Exercise input →
# # # # #

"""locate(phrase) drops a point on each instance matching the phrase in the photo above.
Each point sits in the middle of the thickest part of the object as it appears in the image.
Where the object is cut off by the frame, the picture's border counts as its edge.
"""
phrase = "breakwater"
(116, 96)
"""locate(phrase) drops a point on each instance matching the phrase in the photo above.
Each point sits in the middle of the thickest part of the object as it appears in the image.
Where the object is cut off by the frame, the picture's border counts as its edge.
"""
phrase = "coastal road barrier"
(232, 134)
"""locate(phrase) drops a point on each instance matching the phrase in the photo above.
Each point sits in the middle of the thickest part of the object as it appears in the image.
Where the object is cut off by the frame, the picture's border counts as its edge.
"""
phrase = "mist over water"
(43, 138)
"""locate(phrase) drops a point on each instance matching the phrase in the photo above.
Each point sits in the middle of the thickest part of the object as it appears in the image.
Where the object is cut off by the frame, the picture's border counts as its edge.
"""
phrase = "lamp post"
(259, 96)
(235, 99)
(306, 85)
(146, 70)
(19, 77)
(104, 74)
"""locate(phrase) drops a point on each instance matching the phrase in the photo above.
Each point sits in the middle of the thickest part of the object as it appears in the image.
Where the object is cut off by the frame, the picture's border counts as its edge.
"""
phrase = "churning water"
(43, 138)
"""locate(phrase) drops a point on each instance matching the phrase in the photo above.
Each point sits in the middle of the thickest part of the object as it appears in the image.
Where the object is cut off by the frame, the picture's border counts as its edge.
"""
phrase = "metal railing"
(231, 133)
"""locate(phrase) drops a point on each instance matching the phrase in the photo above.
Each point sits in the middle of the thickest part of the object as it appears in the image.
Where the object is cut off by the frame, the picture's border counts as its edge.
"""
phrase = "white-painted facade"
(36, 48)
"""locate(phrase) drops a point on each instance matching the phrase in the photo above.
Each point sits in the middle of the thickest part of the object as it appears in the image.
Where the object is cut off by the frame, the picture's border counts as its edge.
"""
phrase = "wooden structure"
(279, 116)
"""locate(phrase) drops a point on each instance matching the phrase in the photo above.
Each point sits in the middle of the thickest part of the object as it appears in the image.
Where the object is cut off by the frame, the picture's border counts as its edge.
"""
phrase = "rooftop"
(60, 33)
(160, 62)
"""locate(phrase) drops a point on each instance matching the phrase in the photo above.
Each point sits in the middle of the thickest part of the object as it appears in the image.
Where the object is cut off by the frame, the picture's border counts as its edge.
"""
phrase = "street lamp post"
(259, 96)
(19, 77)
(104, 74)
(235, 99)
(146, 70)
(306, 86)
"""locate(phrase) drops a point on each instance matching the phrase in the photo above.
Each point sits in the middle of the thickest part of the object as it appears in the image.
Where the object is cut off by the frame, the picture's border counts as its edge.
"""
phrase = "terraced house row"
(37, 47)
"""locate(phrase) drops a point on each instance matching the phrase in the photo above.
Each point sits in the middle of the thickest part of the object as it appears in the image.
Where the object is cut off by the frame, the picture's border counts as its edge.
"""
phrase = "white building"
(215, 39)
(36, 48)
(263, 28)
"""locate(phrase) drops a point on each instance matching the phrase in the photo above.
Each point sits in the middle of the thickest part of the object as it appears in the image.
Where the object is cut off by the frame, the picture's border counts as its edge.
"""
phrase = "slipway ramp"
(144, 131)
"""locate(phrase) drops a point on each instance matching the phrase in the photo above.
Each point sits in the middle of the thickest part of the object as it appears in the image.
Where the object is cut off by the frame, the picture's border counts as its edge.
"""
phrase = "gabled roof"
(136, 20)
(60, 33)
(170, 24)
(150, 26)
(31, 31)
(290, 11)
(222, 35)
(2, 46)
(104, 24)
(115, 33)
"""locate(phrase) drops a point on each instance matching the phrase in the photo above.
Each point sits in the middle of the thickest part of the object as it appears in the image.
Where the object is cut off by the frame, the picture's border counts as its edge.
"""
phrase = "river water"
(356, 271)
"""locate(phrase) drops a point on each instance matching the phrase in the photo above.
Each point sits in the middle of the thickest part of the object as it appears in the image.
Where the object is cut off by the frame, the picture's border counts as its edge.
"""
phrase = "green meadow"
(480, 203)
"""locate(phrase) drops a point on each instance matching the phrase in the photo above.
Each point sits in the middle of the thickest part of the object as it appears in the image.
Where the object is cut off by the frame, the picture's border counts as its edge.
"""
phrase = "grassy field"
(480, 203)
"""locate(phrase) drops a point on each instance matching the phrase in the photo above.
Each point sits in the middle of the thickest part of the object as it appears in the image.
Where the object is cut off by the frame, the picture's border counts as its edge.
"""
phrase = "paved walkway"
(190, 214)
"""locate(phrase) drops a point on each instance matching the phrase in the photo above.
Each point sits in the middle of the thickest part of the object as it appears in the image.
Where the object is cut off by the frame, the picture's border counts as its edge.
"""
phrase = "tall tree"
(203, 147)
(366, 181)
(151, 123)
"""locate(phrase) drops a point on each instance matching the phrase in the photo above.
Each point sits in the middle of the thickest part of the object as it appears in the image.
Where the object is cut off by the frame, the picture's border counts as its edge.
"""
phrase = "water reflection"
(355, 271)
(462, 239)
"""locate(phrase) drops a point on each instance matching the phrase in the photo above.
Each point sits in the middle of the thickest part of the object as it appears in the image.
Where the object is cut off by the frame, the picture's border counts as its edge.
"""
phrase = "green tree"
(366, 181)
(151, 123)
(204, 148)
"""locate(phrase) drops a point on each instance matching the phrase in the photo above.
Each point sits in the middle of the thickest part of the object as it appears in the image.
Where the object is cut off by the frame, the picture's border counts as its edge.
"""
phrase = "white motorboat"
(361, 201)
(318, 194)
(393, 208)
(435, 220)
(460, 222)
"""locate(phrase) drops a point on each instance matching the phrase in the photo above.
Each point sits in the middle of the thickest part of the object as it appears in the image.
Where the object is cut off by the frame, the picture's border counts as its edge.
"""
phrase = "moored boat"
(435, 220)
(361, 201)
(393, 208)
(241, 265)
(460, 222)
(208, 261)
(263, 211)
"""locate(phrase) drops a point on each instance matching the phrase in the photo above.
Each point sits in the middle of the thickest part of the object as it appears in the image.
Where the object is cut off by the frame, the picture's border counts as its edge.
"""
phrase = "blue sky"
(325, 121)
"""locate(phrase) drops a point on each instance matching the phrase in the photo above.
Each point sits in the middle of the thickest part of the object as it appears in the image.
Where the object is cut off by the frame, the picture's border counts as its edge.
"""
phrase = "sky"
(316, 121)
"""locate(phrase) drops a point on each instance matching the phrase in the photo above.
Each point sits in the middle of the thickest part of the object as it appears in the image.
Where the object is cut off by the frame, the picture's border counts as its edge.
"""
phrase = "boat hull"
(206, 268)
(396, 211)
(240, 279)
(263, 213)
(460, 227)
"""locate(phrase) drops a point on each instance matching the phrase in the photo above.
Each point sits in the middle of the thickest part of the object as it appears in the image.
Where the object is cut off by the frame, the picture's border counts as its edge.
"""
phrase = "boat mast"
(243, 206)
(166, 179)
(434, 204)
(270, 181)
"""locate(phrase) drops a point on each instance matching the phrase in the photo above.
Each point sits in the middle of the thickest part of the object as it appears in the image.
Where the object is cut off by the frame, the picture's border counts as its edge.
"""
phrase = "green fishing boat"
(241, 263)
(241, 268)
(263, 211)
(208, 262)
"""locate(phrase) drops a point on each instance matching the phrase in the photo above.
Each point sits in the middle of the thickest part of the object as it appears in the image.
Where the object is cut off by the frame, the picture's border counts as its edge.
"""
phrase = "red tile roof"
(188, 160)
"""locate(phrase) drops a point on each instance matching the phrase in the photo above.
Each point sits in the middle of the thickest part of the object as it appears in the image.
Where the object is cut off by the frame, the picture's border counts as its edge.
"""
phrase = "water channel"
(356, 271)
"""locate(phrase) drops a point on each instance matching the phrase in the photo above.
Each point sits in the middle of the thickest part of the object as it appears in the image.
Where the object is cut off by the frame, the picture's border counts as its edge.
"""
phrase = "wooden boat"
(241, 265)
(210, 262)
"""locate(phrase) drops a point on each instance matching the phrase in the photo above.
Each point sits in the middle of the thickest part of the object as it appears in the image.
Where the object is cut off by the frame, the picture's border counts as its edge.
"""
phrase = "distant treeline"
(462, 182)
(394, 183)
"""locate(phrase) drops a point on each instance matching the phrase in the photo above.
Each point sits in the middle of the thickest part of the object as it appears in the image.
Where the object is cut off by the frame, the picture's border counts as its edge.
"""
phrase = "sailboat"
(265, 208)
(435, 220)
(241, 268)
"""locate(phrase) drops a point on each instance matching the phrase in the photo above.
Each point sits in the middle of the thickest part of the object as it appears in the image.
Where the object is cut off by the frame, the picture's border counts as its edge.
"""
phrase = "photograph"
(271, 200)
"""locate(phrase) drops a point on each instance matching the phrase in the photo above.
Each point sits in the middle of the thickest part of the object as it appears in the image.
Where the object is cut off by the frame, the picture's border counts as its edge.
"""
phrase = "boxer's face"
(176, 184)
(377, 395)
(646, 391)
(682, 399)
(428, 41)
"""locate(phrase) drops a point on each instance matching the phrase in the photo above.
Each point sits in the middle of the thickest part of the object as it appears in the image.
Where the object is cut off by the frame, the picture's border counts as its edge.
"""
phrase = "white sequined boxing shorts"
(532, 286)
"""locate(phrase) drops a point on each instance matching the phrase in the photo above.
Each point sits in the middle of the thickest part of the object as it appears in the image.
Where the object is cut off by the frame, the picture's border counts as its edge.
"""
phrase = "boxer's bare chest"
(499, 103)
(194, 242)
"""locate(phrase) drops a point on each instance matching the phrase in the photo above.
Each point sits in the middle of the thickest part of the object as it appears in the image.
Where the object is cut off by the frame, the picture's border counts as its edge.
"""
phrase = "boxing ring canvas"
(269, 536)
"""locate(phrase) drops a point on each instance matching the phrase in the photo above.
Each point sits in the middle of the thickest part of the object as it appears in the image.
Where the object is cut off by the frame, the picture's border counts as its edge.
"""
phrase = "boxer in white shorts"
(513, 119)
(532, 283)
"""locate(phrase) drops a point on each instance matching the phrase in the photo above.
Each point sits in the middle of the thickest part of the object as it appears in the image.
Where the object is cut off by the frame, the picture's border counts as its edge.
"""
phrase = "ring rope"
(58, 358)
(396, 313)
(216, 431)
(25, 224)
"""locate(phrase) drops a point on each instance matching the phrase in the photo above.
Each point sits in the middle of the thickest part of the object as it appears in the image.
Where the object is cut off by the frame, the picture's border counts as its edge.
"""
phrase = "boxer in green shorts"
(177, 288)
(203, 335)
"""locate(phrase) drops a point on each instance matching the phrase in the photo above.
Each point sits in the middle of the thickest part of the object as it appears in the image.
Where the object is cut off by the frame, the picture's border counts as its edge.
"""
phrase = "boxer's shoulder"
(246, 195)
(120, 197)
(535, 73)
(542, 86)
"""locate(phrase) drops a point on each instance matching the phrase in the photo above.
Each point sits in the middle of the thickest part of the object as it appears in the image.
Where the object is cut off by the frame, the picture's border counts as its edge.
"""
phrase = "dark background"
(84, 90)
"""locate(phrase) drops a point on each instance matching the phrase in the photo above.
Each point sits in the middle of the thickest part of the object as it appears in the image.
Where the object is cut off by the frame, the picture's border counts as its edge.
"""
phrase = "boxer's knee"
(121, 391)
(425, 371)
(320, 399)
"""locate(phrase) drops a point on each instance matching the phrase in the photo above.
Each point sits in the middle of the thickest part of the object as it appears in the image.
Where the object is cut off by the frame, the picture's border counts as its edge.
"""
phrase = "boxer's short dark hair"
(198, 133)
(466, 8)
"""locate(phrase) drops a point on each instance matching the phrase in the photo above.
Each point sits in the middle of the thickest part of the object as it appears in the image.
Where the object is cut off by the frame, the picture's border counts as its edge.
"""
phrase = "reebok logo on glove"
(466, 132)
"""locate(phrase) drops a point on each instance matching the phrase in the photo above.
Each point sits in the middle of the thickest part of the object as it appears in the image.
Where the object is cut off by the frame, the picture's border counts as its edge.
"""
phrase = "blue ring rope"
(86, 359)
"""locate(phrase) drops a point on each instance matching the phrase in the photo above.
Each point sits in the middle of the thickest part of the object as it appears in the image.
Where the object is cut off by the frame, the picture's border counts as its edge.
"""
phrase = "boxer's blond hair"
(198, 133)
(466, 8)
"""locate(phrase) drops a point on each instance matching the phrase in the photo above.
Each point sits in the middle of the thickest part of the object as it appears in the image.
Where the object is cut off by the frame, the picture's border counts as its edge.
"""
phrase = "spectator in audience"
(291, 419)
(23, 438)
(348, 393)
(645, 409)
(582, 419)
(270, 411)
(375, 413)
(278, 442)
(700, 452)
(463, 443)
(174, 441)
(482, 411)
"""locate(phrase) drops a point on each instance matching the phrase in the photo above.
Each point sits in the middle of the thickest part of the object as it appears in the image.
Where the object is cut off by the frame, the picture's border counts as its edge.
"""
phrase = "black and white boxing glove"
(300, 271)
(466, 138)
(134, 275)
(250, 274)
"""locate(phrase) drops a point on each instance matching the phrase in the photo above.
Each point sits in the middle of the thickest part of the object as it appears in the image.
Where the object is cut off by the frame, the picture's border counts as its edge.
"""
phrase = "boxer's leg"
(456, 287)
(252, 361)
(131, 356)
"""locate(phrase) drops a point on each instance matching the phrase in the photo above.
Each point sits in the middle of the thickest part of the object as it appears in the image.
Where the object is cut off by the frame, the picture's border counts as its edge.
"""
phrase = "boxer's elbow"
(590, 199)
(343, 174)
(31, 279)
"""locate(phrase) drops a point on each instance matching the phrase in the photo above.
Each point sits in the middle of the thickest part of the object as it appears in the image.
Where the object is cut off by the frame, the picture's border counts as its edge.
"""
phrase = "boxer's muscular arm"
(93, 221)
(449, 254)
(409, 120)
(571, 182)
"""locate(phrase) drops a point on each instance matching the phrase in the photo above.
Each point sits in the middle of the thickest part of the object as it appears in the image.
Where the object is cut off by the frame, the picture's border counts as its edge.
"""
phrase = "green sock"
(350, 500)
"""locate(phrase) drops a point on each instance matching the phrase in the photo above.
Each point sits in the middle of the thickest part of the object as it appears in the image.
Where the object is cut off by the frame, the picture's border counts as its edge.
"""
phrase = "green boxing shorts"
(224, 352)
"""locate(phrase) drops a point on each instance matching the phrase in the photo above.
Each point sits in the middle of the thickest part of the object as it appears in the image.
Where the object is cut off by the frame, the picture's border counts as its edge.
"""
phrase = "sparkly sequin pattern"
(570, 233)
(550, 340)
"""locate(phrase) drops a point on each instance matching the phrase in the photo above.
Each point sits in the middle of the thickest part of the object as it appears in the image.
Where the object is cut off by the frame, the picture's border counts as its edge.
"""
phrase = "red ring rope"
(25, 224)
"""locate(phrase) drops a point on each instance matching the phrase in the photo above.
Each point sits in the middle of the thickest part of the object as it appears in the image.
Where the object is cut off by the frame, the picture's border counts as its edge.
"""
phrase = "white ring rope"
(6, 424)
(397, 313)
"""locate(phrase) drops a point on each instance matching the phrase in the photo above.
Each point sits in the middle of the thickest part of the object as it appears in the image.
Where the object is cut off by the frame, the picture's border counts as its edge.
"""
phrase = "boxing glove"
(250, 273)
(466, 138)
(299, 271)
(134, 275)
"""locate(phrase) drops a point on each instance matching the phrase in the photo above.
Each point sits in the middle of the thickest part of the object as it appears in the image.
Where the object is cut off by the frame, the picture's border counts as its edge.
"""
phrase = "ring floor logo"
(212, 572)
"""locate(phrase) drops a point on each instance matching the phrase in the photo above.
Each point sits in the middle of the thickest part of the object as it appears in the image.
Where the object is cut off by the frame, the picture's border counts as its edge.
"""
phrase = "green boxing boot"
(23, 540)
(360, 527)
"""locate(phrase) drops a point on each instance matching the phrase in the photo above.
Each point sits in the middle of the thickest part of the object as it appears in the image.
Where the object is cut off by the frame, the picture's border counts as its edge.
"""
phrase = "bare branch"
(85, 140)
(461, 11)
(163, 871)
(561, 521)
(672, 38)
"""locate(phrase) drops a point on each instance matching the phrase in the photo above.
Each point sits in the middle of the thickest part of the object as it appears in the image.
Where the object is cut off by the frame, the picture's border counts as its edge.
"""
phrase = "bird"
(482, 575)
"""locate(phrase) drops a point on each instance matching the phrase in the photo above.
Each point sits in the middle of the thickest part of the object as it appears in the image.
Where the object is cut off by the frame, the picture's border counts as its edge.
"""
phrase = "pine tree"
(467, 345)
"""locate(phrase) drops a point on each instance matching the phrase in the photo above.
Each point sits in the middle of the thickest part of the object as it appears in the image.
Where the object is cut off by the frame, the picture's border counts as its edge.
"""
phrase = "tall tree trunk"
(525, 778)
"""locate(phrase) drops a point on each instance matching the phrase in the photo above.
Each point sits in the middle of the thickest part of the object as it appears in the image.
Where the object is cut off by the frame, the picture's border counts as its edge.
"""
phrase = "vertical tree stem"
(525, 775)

# # # # #

Job →
Collect every line in the items above that contains the string "green", and copy each of those lines in full. Case counts, so only lines with a match in the same case qualify.

Worked answer →
phrase = "green meadow"
phrase = "green tree"
phrase = "green fishing boat"
phrase = "boxer in green shorts"
phrase = "green sock"
phrase = "green boxing shorts"
phrase = "green boxing boot"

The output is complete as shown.